Aim of the exercise:
Please rewrite the lines below with every "concrete" switched to "brick" and nothing else changed. Leave the pictures out of your answer.

Material for this exercise:
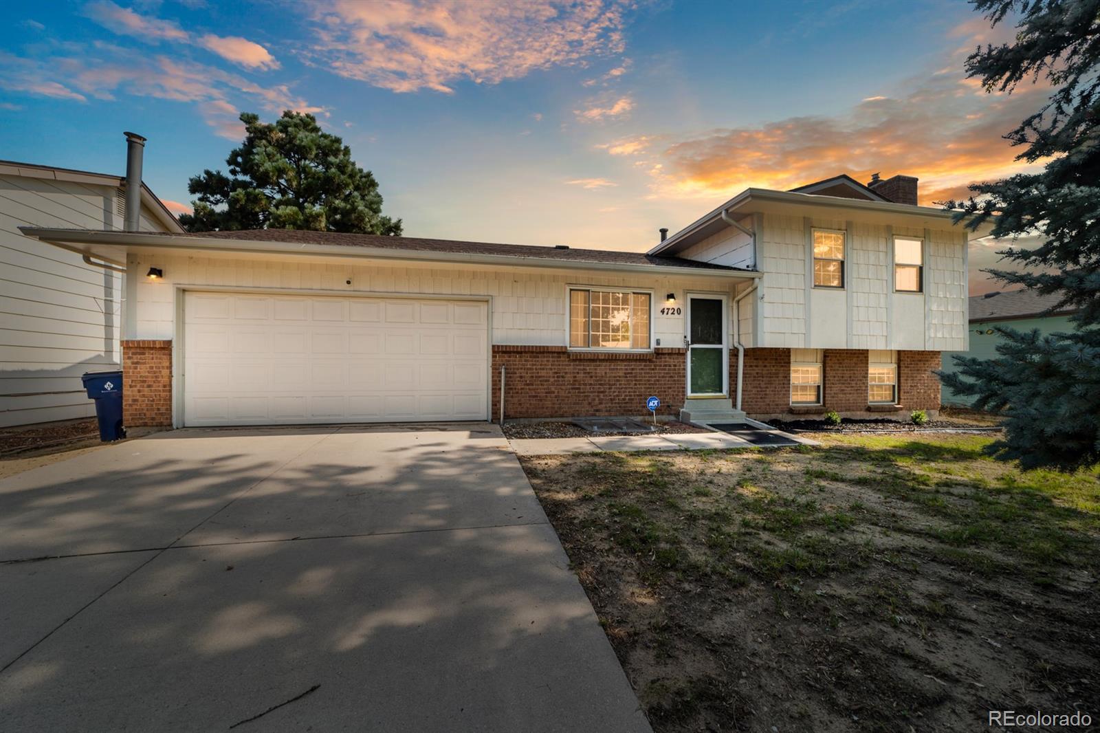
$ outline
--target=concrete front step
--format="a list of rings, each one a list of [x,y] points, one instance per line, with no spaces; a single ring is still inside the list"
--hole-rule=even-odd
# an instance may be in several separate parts
[[[690,398],[680,411],[681,423],[744,423],[745,412],[729,397]]]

Response to this task:
$ outline
--target=brick front step
--format="a list of rings, each one a list of [x,y] points, one instance per line, with no spaces; a single ring is still inside the list"
--hole-rule=even-odd
# an instance may be in several separate parts
[[[690,398],[680,411],[681,423],[744,423],[745,412],[729,397]]]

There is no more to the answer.